STUDY TEXT below:

I have a nested dictionary annot_dict
with structure:
- key = long unique string
- value = list of dictionaries
The values, the list of dictionaries, each have structure:
- key = long unique string (a subcategory of the upper dictionary's key)
- value = list of five string items
An example of the entire structure is:
annot_dict['ID_string'] = [
{'ID_string': ['attr1a', 'attr1b', 'attr1c', 'attr1d', 'attr1e']},
{'string2' : ['attr2a', 'attr2b', 'attr2c', 'attr2d', 'attr2e']},
{'string3' : ['attr3a', 'attr3b', 'attr3c', 'attr3d', 'attr3e']},
]
The ID_string
is the same as the first sub-dictionary key. This is the output of a gff3 file parser function I wrote and the real dictionary information is the genes (ID_string
) and transcripts (string2
, string3
,...) from the genome of human chromosome 9, if anyone is familiar with the structure of that file type. The attribute lists describe biotype, start index, end index, strand, and description.
I want to put this information into a pandas DataFrame now. I want to loop through the outermost keys (the ID_string
s) in the dict to make one big DataFrame containing a row for each ID_string
and rows for each of its subcategories underneath it (string2
, string3
).

End of STUDY TEXT.
DATA SUPPLIED below:

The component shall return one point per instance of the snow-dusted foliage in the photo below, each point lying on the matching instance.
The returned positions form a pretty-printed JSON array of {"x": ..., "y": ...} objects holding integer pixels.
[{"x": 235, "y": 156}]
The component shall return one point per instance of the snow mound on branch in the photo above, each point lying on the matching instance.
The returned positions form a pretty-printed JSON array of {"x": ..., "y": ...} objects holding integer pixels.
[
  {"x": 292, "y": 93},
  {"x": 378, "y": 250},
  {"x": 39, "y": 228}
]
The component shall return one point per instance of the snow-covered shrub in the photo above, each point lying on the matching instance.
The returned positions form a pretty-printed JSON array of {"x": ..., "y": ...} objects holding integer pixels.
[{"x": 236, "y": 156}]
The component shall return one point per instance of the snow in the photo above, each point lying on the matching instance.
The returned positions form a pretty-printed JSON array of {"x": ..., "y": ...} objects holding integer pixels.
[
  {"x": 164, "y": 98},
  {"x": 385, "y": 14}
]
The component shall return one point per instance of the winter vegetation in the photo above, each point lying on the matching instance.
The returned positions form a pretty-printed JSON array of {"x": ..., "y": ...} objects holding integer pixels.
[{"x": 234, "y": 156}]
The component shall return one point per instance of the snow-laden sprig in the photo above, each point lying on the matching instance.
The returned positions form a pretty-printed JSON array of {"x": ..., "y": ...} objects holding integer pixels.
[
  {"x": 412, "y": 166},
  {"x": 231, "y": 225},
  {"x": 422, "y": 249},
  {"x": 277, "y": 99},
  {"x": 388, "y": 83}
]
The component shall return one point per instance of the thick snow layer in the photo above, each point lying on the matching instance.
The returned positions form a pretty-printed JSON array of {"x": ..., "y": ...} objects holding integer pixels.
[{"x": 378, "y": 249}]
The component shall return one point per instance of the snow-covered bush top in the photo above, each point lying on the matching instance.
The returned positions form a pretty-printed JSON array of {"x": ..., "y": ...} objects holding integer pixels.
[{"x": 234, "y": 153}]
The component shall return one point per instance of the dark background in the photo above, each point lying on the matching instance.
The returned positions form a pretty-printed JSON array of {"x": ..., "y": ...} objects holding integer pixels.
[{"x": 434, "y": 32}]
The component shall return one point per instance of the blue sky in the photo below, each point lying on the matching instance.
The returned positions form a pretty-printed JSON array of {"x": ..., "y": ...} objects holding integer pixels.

End of DATA SUPPLIED.

**EXERCISE SET**
a - Answer these questions about the nested-dictionary post, one answer per line:
(i) How many string items are in the list held by each sub-dictionary?
(ii) What file type does the parser function read to produce the dictionary?
(iii) Which chromosome do the genes and transcripts come from?
b - Continue the post about loading the nested gene dictionary into a pandas DataFrame, picking up right after its final sentence.

**ANSWERS TO THE EXERCISES**
a -
(i) Five
(ii) A gff3 file
(iii) Human chromosome 9

b -
I want it to look like this:
| subunit_ID | gene_ID | start_index | end_index | strand |biotype | desc |
|------------|-----------|-------------|-----------|--------|--------|--------|
|'ID_string' |'ID_string'| 'attr1a' | 'attr1b' |'attr1c'|'attr1d'|'attr1e'|
| 'string2' |'ID_string'| 'attr2a' | 'attr2b' |'attr2c'|'attr2d'|'attr2e'|
| 'string3' |'ID_string'| 'attr3a' | 'attr3b' |'attr3c'|'attr3d'|'attr3e'|
I did look at other answers but none had quite the same dict structure as I do. This is my first question on SO so please feel free to improve the understandability of my question.